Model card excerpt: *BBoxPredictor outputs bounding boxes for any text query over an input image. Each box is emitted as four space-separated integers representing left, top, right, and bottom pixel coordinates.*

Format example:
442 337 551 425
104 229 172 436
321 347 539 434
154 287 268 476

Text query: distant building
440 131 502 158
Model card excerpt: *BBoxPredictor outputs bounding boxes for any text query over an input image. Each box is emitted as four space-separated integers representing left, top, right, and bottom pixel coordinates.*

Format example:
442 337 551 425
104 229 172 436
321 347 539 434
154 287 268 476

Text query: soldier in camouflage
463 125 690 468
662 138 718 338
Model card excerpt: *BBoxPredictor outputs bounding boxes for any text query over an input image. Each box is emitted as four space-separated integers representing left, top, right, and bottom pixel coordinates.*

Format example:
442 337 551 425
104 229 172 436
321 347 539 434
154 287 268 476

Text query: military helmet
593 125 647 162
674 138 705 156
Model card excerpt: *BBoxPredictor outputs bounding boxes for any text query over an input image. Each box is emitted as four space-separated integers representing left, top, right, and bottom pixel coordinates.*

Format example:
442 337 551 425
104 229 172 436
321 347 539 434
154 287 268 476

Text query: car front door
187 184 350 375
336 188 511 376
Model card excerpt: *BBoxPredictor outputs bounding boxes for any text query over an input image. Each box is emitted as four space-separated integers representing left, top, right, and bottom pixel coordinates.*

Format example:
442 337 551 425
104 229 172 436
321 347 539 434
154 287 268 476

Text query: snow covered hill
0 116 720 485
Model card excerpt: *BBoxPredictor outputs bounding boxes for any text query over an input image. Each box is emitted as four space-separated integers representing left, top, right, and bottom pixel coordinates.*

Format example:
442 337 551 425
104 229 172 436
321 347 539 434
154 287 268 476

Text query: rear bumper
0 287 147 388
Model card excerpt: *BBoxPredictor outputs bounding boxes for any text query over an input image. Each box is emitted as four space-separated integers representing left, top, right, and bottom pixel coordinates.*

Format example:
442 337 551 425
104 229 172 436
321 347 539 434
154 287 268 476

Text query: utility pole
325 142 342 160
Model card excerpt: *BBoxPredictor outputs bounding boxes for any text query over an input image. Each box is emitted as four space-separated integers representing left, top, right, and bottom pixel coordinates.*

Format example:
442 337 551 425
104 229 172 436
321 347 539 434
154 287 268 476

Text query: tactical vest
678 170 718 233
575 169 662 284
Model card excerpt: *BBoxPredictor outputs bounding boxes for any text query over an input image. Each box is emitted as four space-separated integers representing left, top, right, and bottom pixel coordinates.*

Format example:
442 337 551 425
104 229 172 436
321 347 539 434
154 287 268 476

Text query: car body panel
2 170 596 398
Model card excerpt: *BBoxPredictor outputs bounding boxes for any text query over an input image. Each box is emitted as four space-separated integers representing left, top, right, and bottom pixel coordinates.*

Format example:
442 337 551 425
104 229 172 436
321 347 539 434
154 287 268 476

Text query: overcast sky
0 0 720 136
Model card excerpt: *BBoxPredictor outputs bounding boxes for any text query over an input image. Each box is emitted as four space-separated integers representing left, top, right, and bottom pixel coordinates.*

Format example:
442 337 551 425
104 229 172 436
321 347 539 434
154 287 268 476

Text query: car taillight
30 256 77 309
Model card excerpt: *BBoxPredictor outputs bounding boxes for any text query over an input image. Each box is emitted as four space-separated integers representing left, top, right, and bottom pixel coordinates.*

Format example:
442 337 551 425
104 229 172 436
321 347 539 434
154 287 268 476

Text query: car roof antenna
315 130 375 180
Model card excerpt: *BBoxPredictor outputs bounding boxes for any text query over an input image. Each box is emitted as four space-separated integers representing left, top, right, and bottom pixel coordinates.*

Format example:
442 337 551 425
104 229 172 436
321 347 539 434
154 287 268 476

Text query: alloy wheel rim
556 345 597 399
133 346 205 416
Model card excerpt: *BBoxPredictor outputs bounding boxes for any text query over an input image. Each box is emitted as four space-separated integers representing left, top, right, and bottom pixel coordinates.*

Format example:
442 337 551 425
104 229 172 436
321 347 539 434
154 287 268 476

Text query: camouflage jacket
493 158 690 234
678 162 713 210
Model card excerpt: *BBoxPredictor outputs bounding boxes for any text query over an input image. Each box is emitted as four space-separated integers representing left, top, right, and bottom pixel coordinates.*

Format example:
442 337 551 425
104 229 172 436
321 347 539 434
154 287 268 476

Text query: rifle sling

▶ _Written problem_
Rewrite the lines from the start of the records above through the line containing "440 131 502 158", inclusive, as a numbered list, leaving out blank lines.

▶ _Response to the exercise_
1. Model card excerpt: *BBoxPredictor outputs bounding boxes for any text query over an input image. Each box is emitted as four space-separated integers representing left, top, right, and bottom pixel coordinates.*
2. Format example:
3. 442 337 551 425
4. 104 229 172 436
5. 321 347 539 434
6. 154 287 268 476
7. Text query: distant building
8. 440 131 502 158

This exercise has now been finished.